Reproduce the material starting at the line that contains "find the blue" and ending at the end of the material, keeping every request line, but scale the point coordinates in the answers by 1.85 and round each to a whole number, with halves rounded up. Leave the pictures out of your answer.
===== Task material =====
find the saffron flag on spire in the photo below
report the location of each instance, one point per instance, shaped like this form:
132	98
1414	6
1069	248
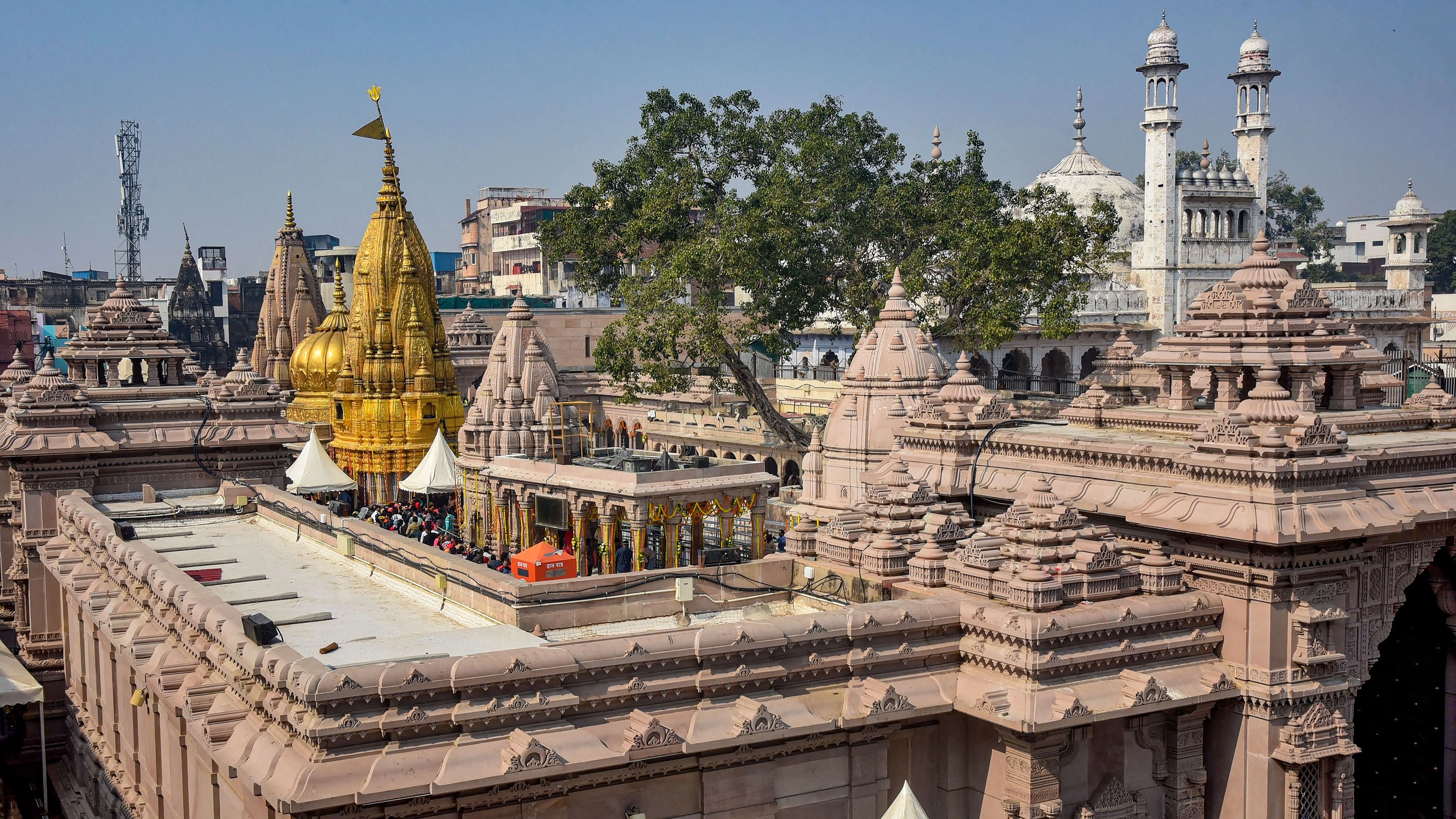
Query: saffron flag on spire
373	132
376	129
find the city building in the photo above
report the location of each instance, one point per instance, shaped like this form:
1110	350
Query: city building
191	317
395	385
292	307
478	262
212	262
445	266
1065	633
62	301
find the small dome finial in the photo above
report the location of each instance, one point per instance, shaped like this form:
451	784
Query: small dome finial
1079	123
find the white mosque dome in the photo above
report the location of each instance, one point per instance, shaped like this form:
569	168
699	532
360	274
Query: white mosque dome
1083	178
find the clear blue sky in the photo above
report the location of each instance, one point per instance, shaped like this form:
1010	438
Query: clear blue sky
242	103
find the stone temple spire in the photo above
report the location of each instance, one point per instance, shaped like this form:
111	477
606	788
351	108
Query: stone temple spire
292	294
1079	123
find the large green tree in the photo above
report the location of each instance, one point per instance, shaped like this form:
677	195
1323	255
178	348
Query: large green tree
1441	251
1296	213
989	254
715	197
807	212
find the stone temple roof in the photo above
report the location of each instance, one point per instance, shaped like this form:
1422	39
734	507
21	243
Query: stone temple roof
123	328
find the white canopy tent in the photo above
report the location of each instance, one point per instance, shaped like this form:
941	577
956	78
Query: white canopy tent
315	471
906	806
436	473
18	687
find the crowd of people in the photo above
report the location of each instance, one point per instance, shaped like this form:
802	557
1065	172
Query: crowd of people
436	525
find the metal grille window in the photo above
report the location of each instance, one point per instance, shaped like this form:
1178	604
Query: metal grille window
1310	802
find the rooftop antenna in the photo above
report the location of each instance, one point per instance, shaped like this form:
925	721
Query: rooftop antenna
131	222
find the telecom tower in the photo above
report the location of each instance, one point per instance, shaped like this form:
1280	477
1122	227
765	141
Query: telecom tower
131	222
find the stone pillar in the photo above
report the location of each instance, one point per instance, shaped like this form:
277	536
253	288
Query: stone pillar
501	527
609	547
1226	385
672	534
1290	792
1184	789
1348	390
800	540
638	543
1343	789
1033	774
579	541
1181	395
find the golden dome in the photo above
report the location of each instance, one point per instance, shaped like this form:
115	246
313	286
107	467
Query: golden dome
316	362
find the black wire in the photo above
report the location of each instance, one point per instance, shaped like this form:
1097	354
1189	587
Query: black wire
197	457
986	439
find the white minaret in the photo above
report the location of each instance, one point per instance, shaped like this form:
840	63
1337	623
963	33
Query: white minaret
1253	79
1157	260
1410	226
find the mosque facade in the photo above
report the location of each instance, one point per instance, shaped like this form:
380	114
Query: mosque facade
1181	234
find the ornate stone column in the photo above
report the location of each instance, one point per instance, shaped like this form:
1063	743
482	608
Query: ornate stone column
1184	789
1181	394
1226	384
672	537
609	547
1033	787
638	522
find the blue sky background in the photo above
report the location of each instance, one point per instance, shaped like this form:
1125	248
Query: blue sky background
242	103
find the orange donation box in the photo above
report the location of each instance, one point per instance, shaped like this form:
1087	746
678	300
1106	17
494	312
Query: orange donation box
544	562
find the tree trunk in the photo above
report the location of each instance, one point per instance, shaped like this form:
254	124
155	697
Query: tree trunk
759	400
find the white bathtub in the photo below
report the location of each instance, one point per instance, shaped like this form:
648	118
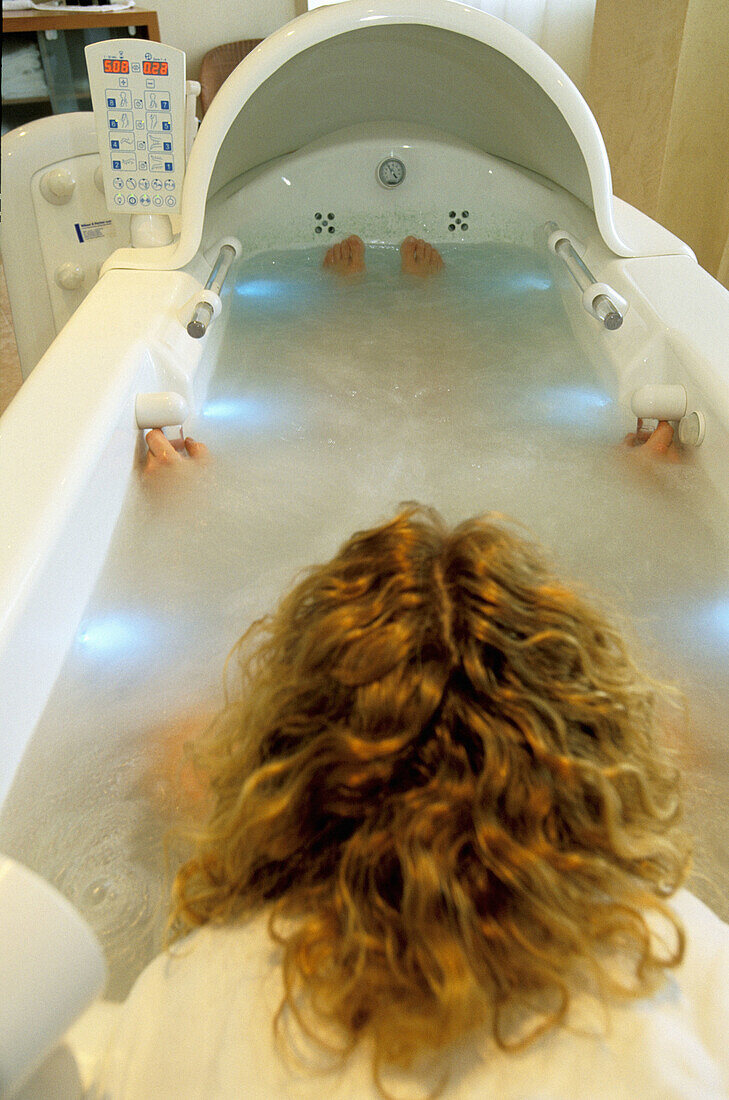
=====
Written answer:
find the blue sky background in the photo above
report the location of each instance, one point per instance, shaped like this form:
1125	248
Query: blue sky background
448	191
find the orange donation box in the photo above
report the location of each instance, one point per instance, shaped like this form:
1087	746
678	300
1106	17
494	312
Query: orange donation box
1006	1040
find the tree trunk in the photo above
report the location of each instance, one point per instance, shaped like this form:
254	124
155	697
Query: tree trunk
1404	740
find the white bathtub in the photo below
report the location of each instance, one point per instance, shaped like this form:
648	118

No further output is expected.